▶ EXERCISE: Copy out, word for word, the lines from the one containing "Please identify the sky" to the one containing "Please identify the wooden", including both of those lines.

▶ DATASET RECORDS:
#####

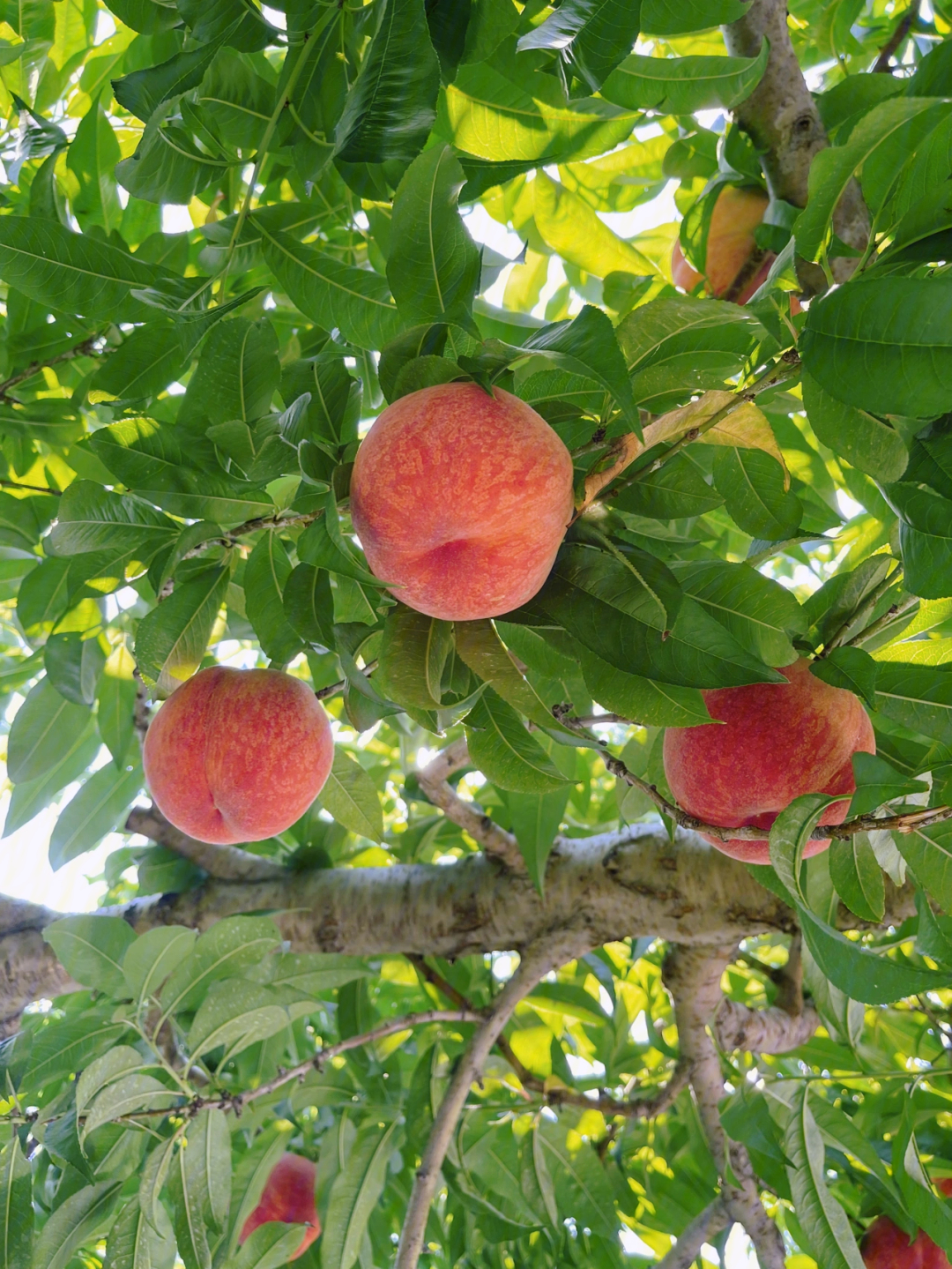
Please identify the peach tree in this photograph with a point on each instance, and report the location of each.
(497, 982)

#####

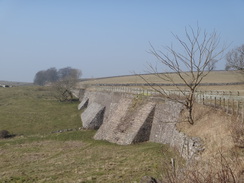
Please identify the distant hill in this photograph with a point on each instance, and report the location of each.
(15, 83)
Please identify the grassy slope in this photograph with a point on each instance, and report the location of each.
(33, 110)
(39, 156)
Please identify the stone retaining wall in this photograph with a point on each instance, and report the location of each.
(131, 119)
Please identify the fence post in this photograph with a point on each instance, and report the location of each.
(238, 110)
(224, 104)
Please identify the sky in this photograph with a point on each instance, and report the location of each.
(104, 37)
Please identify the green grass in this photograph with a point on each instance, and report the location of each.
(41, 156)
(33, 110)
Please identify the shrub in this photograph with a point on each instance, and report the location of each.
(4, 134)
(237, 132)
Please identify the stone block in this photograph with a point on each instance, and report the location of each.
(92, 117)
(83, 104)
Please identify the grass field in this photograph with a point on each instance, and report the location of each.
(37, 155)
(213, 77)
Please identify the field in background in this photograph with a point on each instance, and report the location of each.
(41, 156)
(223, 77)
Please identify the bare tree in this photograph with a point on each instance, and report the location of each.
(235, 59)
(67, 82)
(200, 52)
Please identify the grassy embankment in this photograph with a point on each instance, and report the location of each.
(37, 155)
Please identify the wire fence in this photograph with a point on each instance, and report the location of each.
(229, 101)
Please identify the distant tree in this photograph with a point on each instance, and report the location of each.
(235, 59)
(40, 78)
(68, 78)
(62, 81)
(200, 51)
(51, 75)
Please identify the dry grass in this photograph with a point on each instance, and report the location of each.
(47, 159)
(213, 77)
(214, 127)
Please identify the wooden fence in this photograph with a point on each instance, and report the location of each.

#####

▶ PROBLEM SOLUTION:
Please identify the sky in this photograph with a point on each instance, and report the location of each.
(104, 37)
Please identify the green grass in this photograph with a point on each instance, and report the location of each.
(41, 156)
(33, 110)
Please identify the shrub in this photograph with a point on each instance, and report the location of each.
(4, 134)
(237, 132)
Please identify the stone block in this photograph with a point on each instance, and report the location of each.
(92, 117)
(83, 104)
Please identify the grass field in this photograph with a point on each instance, and report the location of each.
(37, 155)
(213, 77)
Please identify the field in background in this photograph with a point on each instance, and report the location of each.
(41, 156)
(223, 77)
Please identify the bare tree in this photograph with a point on each instance, and report the location of each.
(235, 59)
(67, 82)
(200, 52)
Please identify the grassy embankment in this photograph with a point on each instance, and report the location of each.
(37, 155)
Please identify the wire fence in this photograph with a point on each instance, and report the location of each.
(229, 101)
Please identify the distant tree in this photograph with a point on each instance, and report the location of each.
(235, 59)
(40, 78)
(68, 78)
(62, 81)
(200, 51)
(51, 75)
Please identify the dry grass in this photograph with a point on each instance, and report the location of each.
(47, 159)
(213, 77)
(214, 127)
Please identify the wooden fence in this photograph with a point on each instance, and report the location of each.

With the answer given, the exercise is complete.